WHAT TO PRODUCE → Reproduce the following items line for line, with no changes of any kind.

Recorded data

◆ ◆ ◆

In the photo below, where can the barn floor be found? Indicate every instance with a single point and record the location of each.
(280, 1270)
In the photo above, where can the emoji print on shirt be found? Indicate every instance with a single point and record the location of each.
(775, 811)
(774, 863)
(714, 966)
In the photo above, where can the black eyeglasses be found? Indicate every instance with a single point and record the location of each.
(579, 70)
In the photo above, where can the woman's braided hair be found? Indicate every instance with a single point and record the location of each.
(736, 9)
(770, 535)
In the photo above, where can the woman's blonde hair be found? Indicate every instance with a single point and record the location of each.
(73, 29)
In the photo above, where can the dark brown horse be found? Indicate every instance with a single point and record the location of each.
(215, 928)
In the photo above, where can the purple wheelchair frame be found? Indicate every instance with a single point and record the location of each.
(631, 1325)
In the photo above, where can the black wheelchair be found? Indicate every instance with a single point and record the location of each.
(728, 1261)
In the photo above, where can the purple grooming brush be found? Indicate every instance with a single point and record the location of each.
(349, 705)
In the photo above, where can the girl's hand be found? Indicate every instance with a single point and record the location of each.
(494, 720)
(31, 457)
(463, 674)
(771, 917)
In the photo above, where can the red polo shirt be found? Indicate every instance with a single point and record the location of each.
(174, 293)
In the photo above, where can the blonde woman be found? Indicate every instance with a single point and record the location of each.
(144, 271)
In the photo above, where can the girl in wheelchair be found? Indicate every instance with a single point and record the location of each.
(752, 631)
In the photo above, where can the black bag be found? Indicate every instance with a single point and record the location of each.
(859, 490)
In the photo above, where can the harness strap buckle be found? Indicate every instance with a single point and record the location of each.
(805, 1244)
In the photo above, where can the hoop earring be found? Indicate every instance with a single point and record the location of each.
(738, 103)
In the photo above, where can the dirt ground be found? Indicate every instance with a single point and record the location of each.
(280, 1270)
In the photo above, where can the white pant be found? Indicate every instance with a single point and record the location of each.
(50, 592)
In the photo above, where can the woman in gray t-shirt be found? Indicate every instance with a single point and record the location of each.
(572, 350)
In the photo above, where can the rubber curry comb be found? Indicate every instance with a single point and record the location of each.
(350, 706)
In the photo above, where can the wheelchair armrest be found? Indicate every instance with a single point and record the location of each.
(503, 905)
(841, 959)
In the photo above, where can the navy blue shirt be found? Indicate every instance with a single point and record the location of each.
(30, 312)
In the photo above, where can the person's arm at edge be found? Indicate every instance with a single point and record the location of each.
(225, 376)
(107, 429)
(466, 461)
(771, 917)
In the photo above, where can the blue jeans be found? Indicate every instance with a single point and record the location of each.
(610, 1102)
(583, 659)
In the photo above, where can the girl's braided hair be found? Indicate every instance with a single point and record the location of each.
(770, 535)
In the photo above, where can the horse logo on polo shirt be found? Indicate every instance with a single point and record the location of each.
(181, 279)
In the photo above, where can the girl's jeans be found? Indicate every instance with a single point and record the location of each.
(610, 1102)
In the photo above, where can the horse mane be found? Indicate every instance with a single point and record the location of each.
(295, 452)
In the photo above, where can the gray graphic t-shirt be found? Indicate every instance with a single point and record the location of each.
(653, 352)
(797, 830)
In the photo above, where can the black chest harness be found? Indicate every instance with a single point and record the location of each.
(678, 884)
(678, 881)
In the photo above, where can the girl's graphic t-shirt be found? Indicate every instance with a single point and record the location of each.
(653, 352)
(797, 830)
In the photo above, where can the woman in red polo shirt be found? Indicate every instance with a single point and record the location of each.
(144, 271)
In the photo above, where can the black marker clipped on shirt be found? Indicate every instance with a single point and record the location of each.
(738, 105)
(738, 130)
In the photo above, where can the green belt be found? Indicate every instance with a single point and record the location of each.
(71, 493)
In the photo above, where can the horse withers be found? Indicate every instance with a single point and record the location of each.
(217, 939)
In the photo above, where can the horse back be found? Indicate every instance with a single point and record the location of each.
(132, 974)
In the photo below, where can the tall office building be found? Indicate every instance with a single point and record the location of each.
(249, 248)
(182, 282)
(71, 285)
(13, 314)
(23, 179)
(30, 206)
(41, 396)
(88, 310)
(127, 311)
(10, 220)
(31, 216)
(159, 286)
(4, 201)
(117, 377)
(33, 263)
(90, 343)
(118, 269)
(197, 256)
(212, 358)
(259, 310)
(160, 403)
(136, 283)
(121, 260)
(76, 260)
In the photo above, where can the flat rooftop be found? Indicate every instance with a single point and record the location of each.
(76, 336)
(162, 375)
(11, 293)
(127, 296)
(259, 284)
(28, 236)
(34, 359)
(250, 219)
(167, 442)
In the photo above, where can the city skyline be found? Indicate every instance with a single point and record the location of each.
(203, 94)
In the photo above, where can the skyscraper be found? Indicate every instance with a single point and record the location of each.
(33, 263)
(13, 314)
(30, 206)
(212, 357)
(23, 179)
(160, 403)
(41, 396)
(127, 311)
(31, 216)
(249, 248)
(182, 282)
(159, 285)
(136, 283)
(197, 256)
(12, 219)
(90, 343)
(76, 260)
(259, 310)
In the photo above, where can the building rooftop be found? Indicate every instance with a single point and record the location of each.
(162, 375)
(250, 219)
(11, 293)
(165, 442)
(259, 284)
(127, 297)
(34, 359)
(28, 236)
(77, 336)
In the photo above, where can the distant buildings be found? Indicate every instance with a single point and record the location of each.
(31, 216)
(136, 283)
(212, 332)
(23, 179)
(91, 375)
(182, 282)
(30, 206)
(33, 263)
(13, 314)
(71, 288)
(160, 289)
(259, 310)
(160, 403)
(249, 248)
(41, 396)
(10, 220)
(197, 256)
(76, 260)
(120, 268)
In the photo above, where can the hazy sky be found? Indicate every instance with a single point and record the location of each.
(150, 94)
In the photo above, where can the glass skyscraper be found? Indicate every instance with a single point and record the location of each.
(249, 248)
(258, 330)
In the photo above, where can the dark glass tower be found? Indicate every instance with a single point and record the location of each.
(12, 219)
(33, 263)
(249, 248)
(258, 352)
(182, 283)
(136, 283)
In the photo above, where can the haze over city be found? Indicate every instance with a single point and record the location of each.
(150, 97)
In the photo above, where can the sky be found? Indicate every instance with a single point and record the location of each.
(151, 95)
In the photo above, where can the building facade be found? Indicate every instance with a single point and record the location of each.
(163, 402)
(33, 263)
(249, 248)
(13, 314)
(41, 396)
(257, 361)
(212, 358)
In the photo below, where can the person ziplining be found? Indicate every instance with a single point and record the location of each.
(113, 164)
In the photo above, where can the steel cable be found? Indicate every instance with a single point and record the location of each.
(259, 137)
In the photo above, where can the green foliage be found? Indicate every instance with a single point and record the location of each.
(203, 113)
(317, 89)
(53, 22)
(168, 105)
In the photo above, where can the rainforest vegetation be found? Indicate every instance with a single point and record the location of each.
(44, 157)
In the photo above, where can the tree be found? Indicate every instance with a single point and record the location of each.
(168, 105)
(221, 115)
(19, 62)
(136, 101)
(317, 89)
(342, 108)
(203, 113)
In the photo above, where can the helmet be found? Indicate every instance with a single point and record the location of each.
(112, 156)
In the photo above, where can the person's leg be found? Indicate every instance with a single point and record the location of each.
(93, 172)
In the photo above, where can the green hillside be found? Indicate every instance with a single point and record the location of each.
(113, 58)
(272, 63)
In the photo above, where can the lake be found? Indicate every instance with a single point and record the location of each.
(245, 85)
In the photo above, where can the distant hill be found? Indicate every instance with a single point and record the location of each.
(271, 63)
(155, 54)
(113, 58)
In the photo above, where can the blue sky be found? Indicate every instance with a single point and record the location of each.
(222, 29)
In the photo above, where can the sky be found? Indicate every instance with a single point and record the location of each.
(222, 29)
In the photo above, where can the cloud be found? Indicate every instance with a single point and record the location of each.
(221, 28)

◆ ◆ ◆

FINAL RESULT →
In the photo below, where can the barn floor be found? Indicate every instance with a single point and record the location of each.
(280, 1270)
In the photo above, where can the emoji print on shirt be found? Indicate every instance with a single point and record the location of each.
(775, 811)
(774, 863)
(714, 966)
In the photo above, where can the black eyeglasses be found? Indicate every instance with a single point and record the location of each.
(579, 70)
In the photo above, where can the woman's braided hair be found? Indicate every instance with a single point and record the location of each.
(736, 9)
(770, 535)
In the photo above, where can the woman's blonde hair be found? Indicate every instance with a single point and record the location of each.
(73, 29)
In the photo above, where can the dark brown horse be found? Indicate every instance with a single point and record the location of each.
(215, 928)
In the photo above, where can the purple wheelchair frame be found? Indicate every instance with a single point and record the location of each.
(631, 1325)
In the photo above, where can the black wheelchair be found? Indicate every instance with a single point and record the location of each.
(728, 1261)
In the photo above, where can the purple grooming brush be found? Indicate every instance with a single point and record the location of each.
(349, 705)
In the photo above, where can the girl's hand be found? Indicate every instance with a single point and record the location of each.
(494, 720)
(31, 457)
(463, 674)
(771, 917)
In the photo above, where can the red polo shirt be found? Indicate every instance with a single point and record the location of each.
(174, 293)
In the photo above, where can the blonde woman be found? Indicate every instance with a single point and record the location of each.
(144, 271)
In the photo above, where can the girl in wheelchair be found? Indicate every instance with a single point and record the location of each.
(752, 631)
In the photo above, where can the black bag be found? Indicate every instance with a single point and record the location of each.
(859, 490)
In the photo above, where can the harness strap buckle be found? Indicate every instance with a single point and record the location of each.
(805, 1244)
In the photo above, where can the hoop earring be found? Indicate every instance with a single point and record the location of each.
(738, 103)
In the photo above, where can the dirt ground be found? Indicate every instance with a single point and record the location of each.
(280, 1270)
In the photo above, where can the white pant be found? Indicate every instance with a single point and record the location of each.
(50, 592)
In the photo above, where can the woman in gray t-shirt be found? Indicate every instance with a single point and record the location of each.
(572, 350)
In the photo above, where can the rubber curry comb be found? Indicate every instance with a single point and record the location of each.
(350, 706)
In the photo above, where can the wheelchair armrest be found? Indicate every instance with a single point and record the location of each.
(503, 905)
(841, 959)
In the photo above, where can the navy blue shirt be found? Indicate every instance with a single point and record the location of each.
(30, 312)
In the photo above, where can the person's arm at edge be found? Indicate every instance with a single point and record the location of each.
(225, 376)
(107, 429)
(466, 461)
(771, 917)
In the photo above, where can the blue jeans be found? Indicate every instance with a single point and record the location of each.
(610, 1102)
(583, 659)
In the photo above, where can the girl's braided hair be found? Indicate every instance with a single point and record the location of each.
(770, 535)
In the photo above, where can the horse logo on polo shirt be found? Indicate every instance with a single point and record the location of each.
(181, 279)
In the photo above, where can the girl's jeans be found? Indicate every instance with a single point and record the location of each.
(610, 1102)
In the photo above, where can the horse mane be found? Indicate every instance with a single point and record the location of each.
(295, 452)
In the photo above, where can the gray graphic t-shirt be found? Indicate every instance with a single point and record the location of each.
(653, 352)
(797, 830)
In the photo above, where can the black chest harness be found? Indicate every instance with a single point and record the location of each.
(678, 884)
(678, 881)
In the photo above, where can the girl's graphic t-shirt be found? Indicate every instance with a single point and record the location of each.
(653, 352)
(797, 830)
In the photo above, where can the woman in red polo shirt be found? Indicate every instance with a single point and record the location of each.
(144, 271)
In the photo above, where can the black marker clipped on shirt be found? Indicate every instance with a single point and record the location of each.
(738, 105)
(738, 130)
In the photo above, where can the green belt be found? Indicate every instance with a single point and record the location of each.
(71, 493)
In the photo above, where can the horse withers be found? Indicate every instance with a single point and record the location of each.
(217, 939)
In the photo above, where can the horse back be found? Indicate every instance with a single point and record the location of each.
(132, 974)
In the photo below, where can the tall office building be found? Indicate every instance with a single point and record the location of each.
(249, 248)
(182, 282)
(71, 285)
(13, 314)
(23, 179)
(30, 206)
(41, 396)
(88, 310)
(127, 311)
(10, 220)
(31, 216)
(159, 286)
(4, 201)
(117, 377)
(33, 263)
(90, 343)
(118, 269)
(197, 256)
(212, 358)
(259, 310)
(160, 403)
(136, 283)
(121, 260)
(76, 260)
In the photo above, where can the flat rooftop be found? Indicate every instance with a single point and record the location of each.
(76, 336)
(162, 375)
(11, 293)
(127, 296)
(259, 284)
(28, 236)
(34, 359)
(250, 219)
(167, 442)
In the photo above, where can the city skyline be found? Indicate every instance with a single point and record the location of each.
(203, 94)
In the photo above, where can the skyscraper be found? Indicate every instance with a single point and record the location of each.
(33, 263)
(13, 314)
(30, 206)
(212, 357)
(23, 179)
(160, 403)
(41, 396)
(127, 311)
(31, 216)
(249, 248)
(182, 282)
(159, 285)
(136, 283)
(197, 256)
(12, 219)
(90, 343)
(76, 260)
(259, 310)
In the photo above, where can the building rooftop be found? Indicate every instance with a single point and record the location of each.
(162, 375)
(250, 219)
(11, 293)
(165, 442)
(259, 284)
(127, 297)
(34, 359)
(28, 236)
(77, 336)
In the photo above, where can the distant buildings be found? Indicate every instance with a single point and record the location of each.
(31, 216)
(136, 283)
(212, 332)
(23, 179)
(91, 375)
(182, 282)
(30, 206)
(33, 263)
(13, 314)
(71, 288)
(160, 289)
(259, 310)
(160, 403)
(249, 248)
(41, 396)
(10, 220)
(197, 256)
(76, 260)
(120, 268)
In the photo above, where can the hazy sky be found? Indicate every instance with a single point and record the location of each.
(150, 94)
In the photo above, where can the glass skyscraper be found? Indicate every instance with a single point and record the location of each.
(249, 248)
(258, 330)
In the photo above, where can the dark glass tower be found? Indicate every instance with a single point and record the location of each.
(12, 219)
(33, 263)
(249, 248)
(258, 352)
(182, 283)
(136, 283)
In the photo above, where can the haze over city be found? Indicate every instance with a single point and record the location of each.
(150, 97)
In the photo above, where can the sky be found? Indicate every instance with a single point and record the location of each.
(151, 95)
In the photo above, where can the building facade be found? Indicate every instance with a single point and record the location of each.
(163, 402)
(33, 263)
(249, 248)
(13, 314)
(41, 396)
(257, 361)
(212, 358)
In the photo below, where can the person ziplining be found? Indicate every instance with a single point and record the location of each.
(113, 164)
In the photo above, where can the steel cable be found? Indicate every instance with a single point and record the location of each.
(259, 137)
In the photo above, where can the green foliage be found? Indicate every instance with a single point and record the location of each.
(203, 113)
(317, 89)
(53, 22)
(168, 105)
In the photo above, where can the rainforest vegetation be found? Indicate every instance with a single point and record the location of each.
(44, 157)
In the photo above, where can the tree be found? Indicate every instance with a single point and record the location of each.
(168, 105)
(221, 115)
(19, 62)
(136, 101)
(317, 89)
(342, 108)
(203, 113)
In the photo above, where can the helmet be found? Indicate every instance with a single point and record the location of each.
(112, 156)
In the photo above, where can the person's leg be found? Indicate every instance with a single point and record the location of each.
(93, 172)
In the photo above, where can the green hillside be found? Indicate every instance with a single point and record the location of each.
(113, 58)
(272, 63)
In the photo above, where can the lake be found? Indicate every instance with a single point and record the location of each.
(245, 85)
In the photo above, where can the distant hill be found? Indicate every instance with a single point and record the location of each.
(271, 63)
(155, 54)
(113, 58)
In the photo above, where can the blue sky be found? Indicate every instance with a single point and record the location of each.
(222, 29)
In the photo above, where can the sky be found? Indicate every instance with a single point and record the location of each.
(222, 29)
In the photo above, where can the cloud be found? Indicate every instance with a single point and record the location of each.
(221, 28)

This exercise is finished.